(Extracted data entries)
────────────────────
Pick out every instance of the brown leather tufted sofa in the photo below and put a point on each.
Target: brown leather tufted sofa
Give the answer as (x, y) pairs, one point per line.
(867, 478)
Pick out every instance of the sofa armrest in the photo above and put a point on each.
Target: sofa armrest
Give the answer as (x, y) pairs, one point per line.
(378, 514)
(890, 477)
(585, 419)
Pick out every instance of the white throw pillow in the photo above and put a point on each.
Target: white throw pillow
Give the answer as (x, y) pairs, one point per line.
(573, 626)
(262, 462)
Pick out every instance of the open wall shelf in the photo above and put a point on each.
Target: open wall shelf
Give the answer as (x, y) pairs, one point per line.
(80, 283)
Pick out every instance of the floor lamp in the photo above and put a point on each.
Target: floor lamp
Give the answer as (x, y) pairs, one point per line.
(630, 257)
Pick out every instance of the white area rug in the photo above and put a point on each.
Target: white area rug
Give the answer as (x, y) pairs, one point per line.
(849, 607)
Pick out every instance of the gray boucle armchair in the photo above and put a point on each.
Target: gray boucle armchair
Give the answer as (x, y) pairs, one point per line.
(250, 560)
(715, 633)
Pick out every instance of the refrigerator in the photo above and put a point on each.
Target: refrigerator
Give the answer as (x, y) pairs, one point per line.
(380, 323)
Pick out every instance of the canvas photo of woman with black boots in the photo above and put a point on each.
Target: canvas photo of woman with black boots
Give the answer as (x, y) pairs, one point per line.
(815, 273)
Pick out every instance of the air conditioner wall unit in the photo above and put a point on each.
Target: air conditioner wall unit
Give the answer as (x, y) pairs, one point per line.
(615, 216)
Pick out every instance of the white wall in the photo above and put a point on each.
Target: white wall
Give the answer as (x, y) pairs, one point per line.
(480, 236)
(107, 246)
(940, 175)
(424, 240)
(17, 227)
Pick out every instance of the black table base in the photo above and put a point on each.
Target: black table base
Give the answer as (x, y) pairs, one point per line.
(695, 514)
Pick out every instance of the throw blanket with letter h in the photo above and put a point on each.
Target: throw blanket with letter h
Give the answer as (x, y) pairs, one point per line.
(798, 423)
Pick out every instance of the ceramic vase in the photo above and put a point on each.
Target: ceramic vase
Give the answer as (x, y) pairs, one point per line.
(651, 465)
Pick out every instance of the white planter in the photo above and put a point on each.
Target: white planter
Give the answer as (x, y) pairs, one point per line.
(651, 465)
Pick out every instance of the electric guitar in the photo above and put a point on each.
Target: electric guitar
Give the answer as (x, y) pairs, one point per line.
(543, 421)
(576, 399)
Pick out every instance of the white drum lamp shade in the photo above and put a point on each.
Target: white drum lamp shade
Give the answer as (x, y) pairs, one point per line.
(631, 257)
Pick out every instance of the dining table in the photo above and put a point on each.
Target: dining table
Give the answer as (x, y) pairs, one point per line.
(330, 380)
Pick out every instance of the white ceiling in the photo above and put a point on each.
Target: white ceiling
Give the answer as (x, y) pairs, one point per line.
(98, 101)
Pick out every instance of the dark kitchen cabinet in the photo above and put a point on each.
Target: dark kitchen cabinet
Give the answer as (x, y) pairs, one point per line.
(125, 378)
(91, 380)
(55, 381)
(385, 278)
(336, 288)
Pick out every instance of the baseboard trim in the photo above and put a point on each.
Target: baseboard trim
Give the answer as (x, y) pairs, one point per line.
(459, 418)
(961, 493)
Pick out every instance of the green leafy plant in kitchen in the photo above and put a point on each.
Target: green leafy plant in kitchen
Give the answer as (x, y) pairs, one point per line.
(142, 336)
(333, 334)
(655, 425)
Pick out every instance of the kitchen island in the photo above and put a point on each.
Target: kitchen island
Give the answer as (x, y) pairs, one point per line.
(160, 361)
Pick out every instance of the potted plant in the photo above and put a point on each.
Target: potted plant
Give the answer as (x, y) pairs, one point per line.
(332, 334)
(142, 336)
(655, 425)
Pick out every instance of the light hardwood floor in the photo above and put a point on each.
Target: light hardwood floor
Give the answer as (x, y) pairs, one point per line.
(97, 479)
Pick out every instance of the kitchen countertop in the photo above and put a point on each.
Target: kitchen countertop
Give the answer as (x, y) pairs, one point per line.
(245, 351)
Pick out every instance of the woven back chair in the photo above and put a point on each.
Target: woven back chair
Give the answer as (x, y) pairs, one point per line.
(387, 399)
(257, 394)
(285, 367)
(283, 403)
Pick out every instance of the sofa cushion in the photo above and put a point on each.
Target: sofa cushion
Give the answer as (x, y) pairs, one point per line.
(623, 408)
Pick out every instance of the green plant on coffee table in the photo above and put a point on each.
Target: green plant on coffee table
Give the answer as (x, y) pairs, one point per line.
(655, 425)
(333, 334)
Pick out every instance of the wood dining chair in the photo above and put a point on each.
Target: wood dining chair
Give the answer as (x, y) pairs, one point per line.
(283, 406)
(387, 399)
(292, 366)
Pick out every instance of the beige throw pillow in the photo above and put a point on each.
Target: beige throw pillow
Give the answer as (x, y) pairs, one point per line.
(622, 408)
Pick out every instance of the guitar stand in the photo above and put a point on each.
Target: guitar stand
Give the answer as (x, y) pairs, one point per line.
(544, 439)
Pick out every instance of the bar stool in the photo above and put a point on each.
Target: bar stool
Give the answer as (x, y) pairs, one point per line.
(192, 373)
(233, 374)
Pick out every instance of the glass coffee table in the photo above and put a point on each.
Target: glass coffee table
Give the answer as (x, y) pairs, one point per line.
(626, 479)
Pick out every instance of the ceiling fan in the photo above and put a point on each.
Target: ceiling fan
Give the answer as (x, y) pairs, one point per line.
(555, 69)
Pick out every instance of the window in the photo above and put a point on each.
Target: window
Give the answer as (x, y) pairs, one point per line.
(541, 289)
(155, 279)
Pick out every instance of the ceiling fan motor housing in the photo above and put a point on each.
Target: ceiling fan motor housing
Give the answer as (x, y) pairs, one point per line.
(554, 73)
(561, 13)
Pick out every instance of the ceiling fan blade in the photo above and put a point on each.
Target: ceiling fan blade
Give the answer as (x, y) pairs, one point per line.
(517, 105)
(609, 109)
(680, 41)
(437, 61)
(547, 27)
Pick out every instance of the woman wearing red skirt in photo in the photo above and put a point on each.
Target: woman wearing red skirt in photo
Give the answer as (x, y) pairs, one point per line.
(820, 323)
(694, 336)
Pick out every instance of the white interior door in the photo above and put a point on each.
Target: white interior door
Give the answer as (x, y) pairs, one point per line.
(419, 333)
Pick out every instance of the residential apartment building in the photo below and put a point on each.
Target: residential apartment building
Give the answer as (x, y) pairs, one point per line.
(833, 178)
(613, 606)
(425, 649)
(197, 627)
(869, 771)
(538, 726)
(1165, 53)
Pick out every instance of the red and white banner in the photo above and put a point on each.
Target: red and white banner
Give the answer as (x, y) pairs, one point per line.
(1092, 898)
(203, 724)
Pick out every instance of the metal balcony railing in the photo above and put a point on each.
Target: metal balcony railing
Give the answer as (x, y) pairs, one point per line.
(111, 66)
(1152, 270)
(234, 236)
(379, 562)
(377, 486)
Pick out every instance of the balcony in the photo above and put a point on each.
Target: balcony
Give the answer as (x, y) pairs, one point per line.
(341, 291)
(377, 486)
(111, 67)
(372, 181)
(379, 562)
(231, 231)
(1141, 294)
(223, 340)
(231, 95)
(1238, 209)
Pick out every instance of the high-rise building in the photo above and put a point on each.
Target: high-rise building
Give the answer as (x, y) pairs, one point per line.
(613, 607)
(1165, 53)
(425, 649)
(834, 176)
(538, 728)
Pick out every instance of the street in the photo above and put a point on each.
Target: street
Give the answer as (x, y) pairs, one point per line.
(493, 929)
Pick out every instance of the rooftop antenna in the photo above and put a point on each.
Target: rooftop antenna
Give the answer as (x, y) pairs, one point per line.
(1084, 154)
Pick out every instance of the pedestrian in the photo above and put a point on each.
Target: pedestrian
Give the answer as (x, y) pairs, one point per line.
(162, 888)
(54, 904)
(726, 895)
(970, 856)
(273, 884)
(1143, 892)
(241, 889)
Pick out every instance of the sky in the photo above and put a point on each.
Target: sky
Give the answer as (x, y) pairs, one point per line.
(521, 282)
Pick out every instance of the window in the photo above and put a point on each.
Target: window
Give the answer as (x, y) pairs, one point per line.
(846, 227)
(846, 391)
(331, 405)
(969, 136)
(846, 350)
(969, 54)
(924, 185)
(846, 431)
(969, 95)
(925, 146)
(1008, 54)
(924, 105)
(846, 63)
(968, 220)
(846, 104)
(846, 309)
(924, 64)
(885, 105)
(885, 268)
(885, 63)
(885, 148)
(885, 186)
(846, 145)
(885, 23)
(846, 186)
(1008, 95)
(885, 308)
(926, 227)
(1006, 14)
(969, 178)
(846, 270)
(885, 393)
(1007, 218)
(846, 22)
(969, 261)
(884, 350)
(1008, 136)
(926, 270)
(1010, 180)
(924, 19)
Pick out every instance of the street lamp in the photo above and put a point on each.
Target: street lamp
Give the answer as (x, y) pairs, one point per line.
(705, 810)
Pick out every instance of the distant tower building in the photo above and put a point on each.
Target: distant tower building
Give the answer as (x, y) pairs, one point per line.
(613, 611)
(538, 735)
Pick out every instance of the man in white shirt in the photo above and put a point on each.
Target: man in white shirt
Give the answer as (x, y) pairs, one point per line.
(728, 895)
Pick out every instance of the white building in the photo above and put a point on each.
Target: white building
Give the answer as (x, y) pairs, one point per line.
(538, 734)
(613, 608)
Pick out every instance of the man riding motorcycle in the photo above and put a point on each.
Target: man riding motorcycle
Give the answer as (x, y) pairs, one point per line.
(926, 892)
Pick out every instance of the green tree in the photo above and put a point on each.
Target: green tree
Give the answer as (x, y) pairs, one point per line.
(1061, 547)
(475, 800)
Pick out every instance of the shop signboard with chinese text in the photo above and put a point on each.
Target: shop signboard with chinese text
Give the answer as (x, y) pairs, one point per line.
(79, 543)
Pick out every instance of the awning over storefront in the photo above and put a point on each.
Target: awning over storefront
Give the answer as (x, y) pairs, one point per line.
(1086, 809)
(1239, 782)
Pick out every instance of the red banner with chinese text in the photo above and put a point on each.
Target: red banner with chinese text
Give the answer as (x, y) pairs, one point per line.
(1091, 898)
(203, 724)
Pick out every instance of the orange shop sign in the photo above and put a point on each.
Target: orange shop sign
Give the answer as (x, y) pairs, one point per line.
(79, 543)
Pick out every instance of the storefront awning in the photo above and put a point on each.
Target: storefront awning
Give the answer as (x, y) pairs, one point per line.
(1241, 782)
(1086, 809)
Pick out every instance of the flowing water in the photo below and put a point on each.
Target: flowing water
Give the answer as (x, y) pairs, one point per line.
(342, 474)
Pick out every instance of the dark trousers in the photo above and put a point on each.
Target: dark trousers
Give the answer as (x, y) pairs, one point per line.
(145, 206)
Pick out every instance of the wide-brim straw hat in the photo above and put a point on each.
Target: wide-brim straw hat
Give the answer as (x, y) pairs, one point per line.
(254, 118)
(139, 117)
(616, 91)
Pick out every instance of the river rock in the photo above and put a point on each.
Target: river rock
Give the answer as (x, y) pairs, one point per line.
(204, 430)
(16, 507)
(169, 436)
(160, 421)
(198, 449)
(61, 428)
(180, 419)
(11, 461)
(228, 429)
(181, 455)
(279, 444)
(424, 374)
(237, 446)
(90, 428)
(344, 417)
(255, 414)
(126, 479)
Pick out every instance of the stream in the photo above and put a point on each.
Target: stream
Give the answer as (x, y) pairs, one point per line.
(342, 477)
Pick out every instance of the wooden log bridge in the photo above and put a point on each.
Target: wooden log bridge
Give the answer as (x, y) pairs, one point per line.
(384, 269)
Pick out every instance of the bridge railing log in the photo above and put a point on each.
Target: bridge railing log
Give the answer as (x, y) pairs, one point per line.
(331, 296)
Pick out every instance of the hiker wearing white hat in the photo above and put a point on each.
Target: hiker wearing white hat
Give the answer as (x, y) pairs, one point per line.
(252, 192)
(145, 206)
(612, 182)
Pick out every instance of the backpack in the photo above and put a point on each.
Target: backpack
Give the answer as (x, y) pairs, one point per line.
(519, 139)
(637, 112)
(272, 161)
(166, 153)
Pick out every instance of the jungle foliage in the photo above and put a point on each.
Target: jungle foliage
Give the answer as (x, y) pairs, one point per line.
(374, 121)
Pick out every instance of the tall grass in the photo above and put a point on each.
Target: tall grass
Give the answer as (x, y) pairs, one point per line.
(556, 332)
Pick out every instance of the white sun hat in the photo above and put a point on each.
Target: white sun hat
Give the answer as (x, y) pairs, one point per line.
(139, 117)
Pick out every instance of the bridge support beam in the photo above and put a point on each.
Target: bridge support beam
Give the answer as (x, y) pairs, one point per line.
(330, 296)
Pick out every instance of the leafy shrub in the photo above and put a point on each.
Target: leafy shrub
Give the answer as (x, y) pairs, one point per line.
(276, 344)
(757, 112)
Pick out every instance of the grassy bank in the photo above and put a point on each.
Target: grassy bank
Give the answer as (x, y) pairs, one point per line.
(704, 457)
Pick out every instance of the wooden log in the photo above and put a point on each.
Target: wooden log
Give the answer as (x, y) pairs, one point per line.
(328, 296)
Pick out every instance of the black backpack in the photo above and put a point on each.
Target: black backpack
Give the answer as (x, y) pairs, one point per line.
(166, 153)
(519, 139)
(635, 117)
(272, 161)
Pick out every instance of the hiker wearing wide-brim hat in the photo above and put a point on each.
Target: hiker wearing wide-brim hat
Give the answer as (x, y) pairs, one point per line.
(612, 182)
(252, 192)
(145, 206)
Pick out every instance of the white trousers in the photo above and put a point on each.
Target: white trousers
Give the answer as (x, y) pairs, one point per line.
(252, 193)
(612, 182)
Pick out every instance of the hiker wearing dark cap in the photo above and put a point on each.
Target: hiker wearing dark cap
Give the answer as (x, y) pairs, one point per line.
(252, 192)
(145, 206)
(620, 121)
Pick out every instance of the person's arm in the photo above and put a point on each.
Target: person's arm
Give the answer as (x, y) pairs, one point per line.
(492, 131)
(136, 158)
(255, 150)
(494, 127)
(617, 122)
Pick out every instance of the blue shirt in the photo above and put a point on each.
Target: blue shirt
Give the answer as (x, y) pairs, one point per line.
────────────────────
If a line in the records contains "text", report it.

Pick out every instance of the shop signboard with chinese text in the photo above and put a point on each.
Target: shop signboard with chinese text
Pick out every instance of the red banner with chinese text in the photo above and put a point on each.
Target: red banner with chinese text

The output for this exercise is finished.